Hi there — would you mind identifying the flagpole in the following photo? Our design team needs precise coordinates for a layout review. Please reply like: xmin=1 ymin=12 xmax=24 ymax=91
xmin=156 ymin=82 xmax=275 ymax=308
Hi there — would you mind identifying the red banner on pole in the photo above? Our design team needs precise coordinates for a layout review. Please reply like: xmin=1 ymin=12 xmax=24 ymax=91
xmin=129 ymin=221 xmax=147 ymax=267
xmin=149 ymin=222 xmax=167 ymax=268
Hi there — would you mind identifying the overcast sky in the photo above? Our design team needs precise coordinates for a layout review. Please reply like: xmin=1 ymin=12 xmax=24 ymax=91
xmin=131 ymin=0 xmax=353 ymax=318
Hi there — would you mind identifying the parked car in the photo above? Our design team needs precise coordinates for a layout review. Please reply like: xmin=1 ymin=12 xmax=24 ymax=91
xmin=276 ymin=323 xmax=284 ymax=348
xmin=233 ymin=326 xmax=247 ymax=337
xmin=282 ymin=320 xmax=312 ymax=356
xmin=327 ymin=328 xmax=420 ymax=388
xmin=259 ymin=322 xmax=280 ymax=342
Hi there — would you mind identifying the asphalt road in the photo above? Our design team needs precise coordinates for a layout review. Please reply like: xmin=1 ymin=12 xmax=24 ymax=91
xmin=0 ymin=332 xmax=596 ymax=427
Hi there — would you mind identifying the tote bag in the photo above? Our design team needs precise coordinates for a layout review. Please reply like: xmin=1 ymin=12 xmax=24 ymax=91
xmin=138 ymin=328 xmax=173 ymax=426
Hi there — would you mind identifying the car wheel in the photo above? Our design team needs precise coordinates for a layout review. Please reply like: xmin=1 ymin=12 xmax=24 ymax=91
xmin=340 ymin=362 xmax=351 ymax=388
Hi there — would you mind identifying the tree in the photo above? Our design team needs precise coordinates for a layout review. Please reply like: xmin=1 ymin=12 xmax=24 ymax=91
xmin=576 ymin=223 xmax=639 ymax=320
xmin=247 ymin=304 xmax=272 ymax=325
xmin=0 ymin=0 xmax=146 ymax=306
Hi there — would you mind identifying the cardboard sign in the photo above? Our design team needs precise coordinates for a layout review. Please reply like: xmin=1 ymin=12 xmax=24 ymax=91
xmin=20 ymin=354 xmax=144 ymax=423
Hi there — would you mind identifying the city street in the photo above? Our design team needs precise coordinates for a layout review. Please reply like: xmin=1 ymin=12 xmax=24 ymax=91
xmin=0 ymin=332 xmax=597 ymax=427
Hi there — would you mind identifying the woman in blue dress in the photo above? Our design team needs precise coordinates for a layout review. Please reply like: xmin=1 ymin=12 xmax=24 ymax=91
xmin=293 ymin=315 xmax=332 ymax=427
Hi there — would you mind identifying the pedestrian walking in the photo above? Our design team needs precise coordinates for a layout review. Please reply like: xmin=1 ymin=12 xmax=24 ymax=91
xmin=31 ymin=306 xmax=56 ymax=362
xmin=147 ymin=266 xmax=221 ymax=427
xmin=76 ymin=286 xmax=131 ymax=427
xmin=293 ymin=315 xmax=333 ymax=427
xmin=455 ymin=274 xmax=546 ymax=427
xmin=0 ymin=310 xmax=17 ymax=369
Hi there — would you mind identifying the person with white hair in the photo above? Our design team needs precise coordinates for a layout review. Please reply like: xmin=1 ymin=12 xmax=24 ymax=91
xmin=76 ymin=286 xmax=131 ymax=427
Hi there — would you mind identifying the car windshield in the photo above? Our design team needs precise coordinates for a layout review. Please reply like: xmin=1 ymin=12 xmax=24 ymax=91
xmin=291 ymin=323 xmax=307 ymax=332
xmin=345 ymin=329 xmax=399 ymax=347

□ □ □ □ □

Directions
Retype all of the records above word for word, keeping every line unchanged and in the same order.

Output for this exercise
Hi there — would you mind identifying the flagpole in the following photo? Our design team needs precise coordinates for a layout review. Please reply like: xmin=1 ymin=12 xmax=24 ymax=91
xmin=156 ymin=82 xmax=275 ymax=308
Hi there — would you mind identifying the red banner on pole in the photo above? Our design team needs precise coordinates for a layout review. Please reply like: xmin=1 ymin=12 xmax=24 ymax=91
xmin=129 ymin=221 xmax=147 ymax=267
xmin=149 ymin=222 xmax=167 ymax=268
Hi there — would you mind identifying the overcast sky in the photo above? Our design team needs precise coordinates for a layout review. Please reply like: xmin=1 ymin=12 xmax=24 ymax=91
xmin=131 ymin=0 xmax=353 ymax=318
Hi there — would you mind identifying the parked car in the photo above? Our design team needs precise coordinates for a layout review. Please reply like: xmin=1 ymin=12 xmax=24 ymax=91
xmin=276 ymin=323 xmax=284 ymax=348
xmin=233 ymin=326 xmax=247 ymax=337
xmin=282 ymin=320 xmax=312 ymax=356
xmin=327 ymin=328 xmax=420 ymax=388
xmin=259 ymin=322 xmax=280 ymax=342
Hi there — would you mind identifying the asphalt road in the photo above? Our design team needs precise coordinates for a layout review. Please reply like: xmin=1 ymin=12 xmax=24 ymax=91
xmin=0 ymin=332 xmax=596 ymax=427
Hi there — would you mind identifying the tote bag in the photo above? Our design team needs precise coordinates for a layout review. Please reply like: xmin=1 ymin=12 xmax=24 ymax=91
xmin=138 ymin=328 xmax=173 ymax=426
Hi there — would you mind identifying the car wheel in the photo above? Our design team needs precise coordinates for a layout review. Please reply like: xmin=1 ymin=12 xmax=24 ymax=91
xmin=340 ymin=362 xmax=351 ymax=388
Hi there — would you mind identifying the tree in the photo above? Our design team needs precise coordinates for a layout review. Please reply like: xmin=1 ymin=12 xmax=24 ymax=91
xmin=576 ymin=223 xmax=639 ymax=320
xmin=247 ymin=304 xmax=272 ymax=325
xmin=0 ymin=0 xmax=146 ymax=306
Hi there — would you mind identifying the cardboard sign in the photo above? Our design team needs precise coordinates for a layout review. Please reply like: xmin=1 ymin=12 xmax=24 ymax=91
xmin=20 ymin=354 xmax=144 ymax=423
Hi there — would you mind identifying the city street in the photo above? Our design team needs precise coordinates for a layout review. Please reply like: xmin=1 ymin=12 xmax=24 ymax=91
xmin=0 ymin=332 xmax=597 ymax=427
Hi there — would you mind identifying the woman in blue dress in the photo above? Our design team needs precise coordinates for a layout review. Please reply like: xmin=1 ymin=12 xmax=24 ymax=91
xmin=293 ymin=315 xmax=332 ymax=427
Hi there — would you mind identifying the pedestrian walking in the photo above? Our design team needs precise coordinates for a layout review. Please reply like: xmin=1 ymin=12 xmax=24 ymax=91
xmin=31 ymin=306 xmax=56 ymax=362
xmin=147 ymin=266 xmax=221 ymax=427
xmin=76 ymin=286 xmax=131 ymax=427
xmin=293 ymin=315 xmax=333 ymax=427
xmin=455 ymin=274 xmax=546 ymax=427
xmin=0 ymin=310 xmax=17 ymax=369
Hi there — would you mind identifying the person with white hair in the photo above? Our design team needs precise coordinates for a layout review. Please reply like: xmin=1 ymin=12 xmax=24 ymax=91
xmin=76 ymin=286 xmax=131 ymax=427
Hi there — would you mind identifying the car windshield in the photo above? Our design team needs precise coordinates for a layout review. Please reply like: xmin=1 ymin=12 xmax=24 ymax=91
xmin=291 ymin=323 xmax=307 ymax=332
xmin=345 ymin=329 xmax=399 ymax=347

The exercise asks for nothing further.